▶ **WHAT IS REQUIRED**
For each entry below, write an exact copy and leave out the images.

(Dataset excerpts)
[Start of section]
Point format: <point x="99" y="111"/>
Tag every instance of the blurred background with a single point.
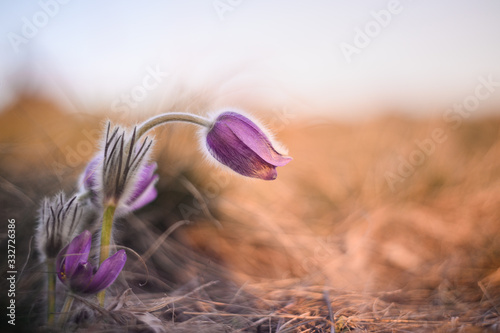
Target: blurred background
<point x="390" y="110"/>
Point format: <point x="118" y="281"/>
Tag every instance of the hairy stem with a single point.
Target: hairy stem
<point x="169" y="117"/>
<point x="51" y="291"/>
<point x="107" y="225"/>
<point x="63" y="317"/>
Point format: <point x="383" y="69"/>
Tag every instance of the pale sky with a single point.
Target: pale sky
<point x="417" y="55"/>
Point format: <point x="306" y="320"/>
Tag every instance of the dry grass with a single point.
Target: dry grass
<point x="328" y="245"/>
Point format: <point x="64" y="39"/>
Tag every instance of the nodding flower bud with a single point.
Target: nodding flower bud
<point x="74" y="270"/>
<point x="120" y="174"/>
<point x="58" y="221"/>
<point x="240" y="144"/>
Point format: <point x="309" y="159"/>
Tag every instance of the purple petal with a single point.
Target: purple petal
<point x="90" y="173"/>
<point x="81" y="277"/>
<point x="144" y="191"/>
<point x="238" y="143"/>
<point x="77" y="252"/>
<point x="253" y="137"/>
<point x="107" y="272"/>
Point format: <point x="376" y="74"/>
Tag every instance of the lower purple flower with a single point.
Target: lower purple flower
<point x="74" y="270"/>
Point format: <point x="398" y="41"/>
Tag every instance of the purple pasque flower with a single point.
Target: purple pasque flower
<point x="120" y="174"/>
<point x="239" y="143"/>
<point x="74" y="270"/>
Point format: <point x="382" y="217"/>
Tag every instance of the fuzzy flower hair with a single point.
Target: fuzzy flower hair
<point x="243" y="145"/>
<point x="120" y="174"/>
<point x="58" y="223"/>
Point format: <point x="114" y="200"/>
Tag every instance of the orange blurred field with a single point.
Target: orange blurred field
<point x="347" y="224"/>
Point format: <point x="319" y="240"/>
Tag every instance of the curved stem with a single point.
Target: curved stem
<point x="51" y="291"/>
<point x="63" y="318"/>
<point x="169" y="117"/>
<point x="107" y="225"/>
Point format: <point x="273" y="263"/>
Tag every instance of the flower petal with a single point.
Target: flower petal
<point x="253" y="137"/>
<point x="77" y="252"/>
<point x="81" y="278"/>
<point x="227" y="148"/>
<point x="107" y="272"/>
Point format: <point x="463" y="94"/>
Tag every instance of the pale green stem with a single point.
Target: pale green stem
<point x="63" y="317"/>
<point x="169" y="117"/>
<point x="107" y="225"/>
<point x="51" y="291"/>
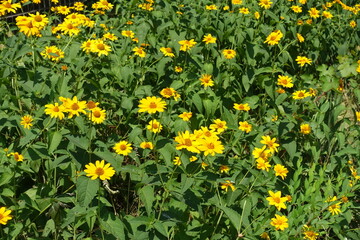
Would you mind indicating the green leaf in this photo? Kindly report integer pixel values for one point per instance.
(86, 190)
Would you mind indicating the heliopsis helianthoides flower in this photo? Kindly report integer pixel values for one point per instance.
(305, 128)
(154, 126)
(270, 143)
(303, 60)
(228, 184)
(224, 169)
(110, 36)
(123, 148)
(99, 170)
(74, 107)
(152, 105)
(211, 7)
(185, 116)
(229, 53)
(53, 53)
(55, 111)
(206, 80)
(281, 171)
(309, 234)
(274, 37)
(167, 52)
(209, 39)
(285, 81)
(177, 161)
(147, 145)
(265, 4)
(6, 7)
(245, 126)
(128, 33)
(188, 141)
(300, 37)
(242, 106)
(97, 115)
(296, 9)
(98, 46)
(244, 10)
(276, 200)
(5, 215)
(18, 157)
(186, 45)
(279, 222)
(26, 121)
(210, 145)
(218, 125)
(139, 51)
(334, 209)
(314, 13)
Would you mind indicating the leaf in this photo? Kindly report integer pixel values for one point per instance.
(86, 190)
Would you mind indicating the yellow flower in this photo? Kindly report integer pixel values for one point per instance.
(229, 53)
(152, 105)
(139, 51)
(245, 126)
(296, 9)
(305, 128)
(154, 126)
(97, 115)
(228, 184)
(209, 39)
(185, 116)
(301, 94)
(314, 13)
(206, 80)
(265, 4)
(18, 157)
(147, 145)
(99, 170)
(280, 170)
(300, 37)
(123, 148)
(218, 125)
(26, 121)
(285, 81)
(55, 111)
(187, 44)
(5, 215)
(335, 208)
(279, 222)
(274, 37)
(242, 107)
(177, 161)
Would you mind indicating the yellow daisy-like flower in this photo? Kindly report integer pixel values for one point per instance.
(229, 53)
(99, 170)
(97, 115)
(209, 39)
(123, 148)
(55, 111)
(154, 126)
(185, 116)
(274, 37)
(152, 105)
(147, 145)
(228, 184)
(303, 60)
(281, 171)
(5, 215)
(305, 128)
(206, 80)
(26, 121)
(279, 222)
[End of section]
▶ **RESPONSE AREA**
Point format: <point x="99" y="111"/>
Tag every instance of the blurred background with a single point.
Target: blurred background
<point x="390" y="110"/>
Point format: <point x="118" y="281"/>
Tag every instance of the hairy stem with a single point.
Target: hairy stem
<point x="169" y="117"/>
<point x="51" y="291"/>
<point x="107" y="225"/>
<point x="63" y="317"/>
Point format: <point x="383" y="69"/>
Tag every instance of the pale sky with a single point.
Target: pale sky
<point x="417" y="55"/>
Point format: <point x="306" y="320"/>
Tag every instance of the dry grass with a single point.
Target: dry grass
<point x="328" y="245"/>
Point format: <point x="64" y="39"/>
Tag every instance of the nodding flower bud with a single point.
Target: nodding flower bud
<point x="74" y="270"/>
<point x="120" y="174"/>
<point x="58" y="221"/>
<point x="240" y="144"/>
Point format: <point x="309" y="159"/>
Tag every instance of the purple petal with a single point.
Target: purple petal
<point x="90" y="173"/>
<point x="81" y="277"/>
<point x="144" y="191"/>
<point x="238" y="143"/>
<point x="77" y="252"/>
<point x="253" y="137"/>
<point x="107" y="272"/>
Point format: <point x="376" y="74"/>
Tag every instance of the lower purple flower with a single point.
Target: lower purple flower
<point x="74" y="270"/>
Point format: <point x="398" y="41"/>
Tag every instance of the purple pasque flower with a single point.
Target: purple pasque flower
<point x="120" y="174"/>
<point x="239" y="143"/>
<point x="74" y="270"/>
Point format: <point x="382" y="217"/>
Tag every instance of the fuzzy flower hair with a single point.
Target: fuzzy flower hair
<point x="243" y="145"/>
<point x="120" y="174"/>
<point x="58" y="223"/>
Point format: <point x="114" y="200"/>
Tag every instance of the orange blurred field with a single point.
Target: orange blurred field
<point x="347" y="224"/>
Point format: <point x="319" y="240"/>
Tag every instance of the curved stem with a single point.
Target: curved stem
<point x="51" y="291"/>
<point x="63" y="318"/>
<point x="169" y="117"/>
<point x="107" y="225"/>
Point format: <point x="273" y="263"/>
Tag every instance of the flower petal with a single point.
Target: flower petal
<point x="253" y="137"/>
<point x="77" y="252"/>
<point x="81" y="278"/>
<point x="227" y="148"/>
<point x="107" y="272"/>
Point format: <point x="463" y="94"/>
Tag every instance of the pale green stem with a single point.
Target: pale green stem
<point x="63" y="317"/>
<point x="169" y="117"/>
<point x="107" y="225"/>
<point x="51" y="291"/>
Would you mind indicating the green leaf in this photo? Kindly report integer pixel values for one point per instance.
(86, 190)
Would you mind indicating the heliopsis helianthoides flower in this photo? Kindly report integer pixel values for one point per instance.
(305, 128)
(154, 126)
(270, 143)
(303, 60)
(228, 184)
(224, 169)
(110, 36)
(123, 148)
(99, 170)
(74, 107)
(152, 105)
(211, 7)
(185, 116)
(229, 53)
(53, 53)
(55, 111)
(206, 80)
(281, 171)
(309, 234)
(274, 37)
(167, 52)
(209, 39)
(285, 81)
(177, 161)
(147, 145)
(265, 4)
(6, 7)
(245, 126)
(128, 33)
(188, 141)
(300, 37)
(242, 106)
(97, 115)
(296, 9)
(98, 46)
(244, 10)
(276, 200)
(5, 215)
(18, 157)
(186, 45)
(279, 222)
(26, 121)
(210, 145)
(218, 125)
(139, 51)
(334, 209)
(314, 13)
Would you mind indicating the leaf in this photo? Kindly report integer pixel values for one point per instance.
(86, 190)
Would you mind indicating the yellow flower in this photo? Kindly report integer pixel values for one point per instance.
(229, 53)
(152, 105)
(139, 51)
(245, 126)
(296, 9)
(305, 128)
(154, 126)
(97, 115)
(228, 184)
(209, 39)
(185, 116)
(301, 94)
(314, 13)
(206, 80)
(265, 4)
(18, 157)
(147, 145)
(99, 170)
(280, 170)
(300, 37)
(123, 148)
(218, 125)
(26, 121)
(285, 81)
(55, 111)
(187, 44)
(5, 215)
(335, 208)
(279, 222)
(274, 37)
(242, 107)
(177, 161)
Would you mind indicating the yellow daisy-like flower in this photo? Kindly report integer pixel values for one point per instance.
(229, 53)
(99, 170)
(97, 115)
(209, 39)
(123, 148)
(55, 111)
(154, 126)
(185, 116)
(274, 37)
(152, 105)
(147, 145)
(228, 184)
(303, 60)
(281, 171)
(5, 215)
(305, 128)
(206, 80)
(26, 121)
(279, 222)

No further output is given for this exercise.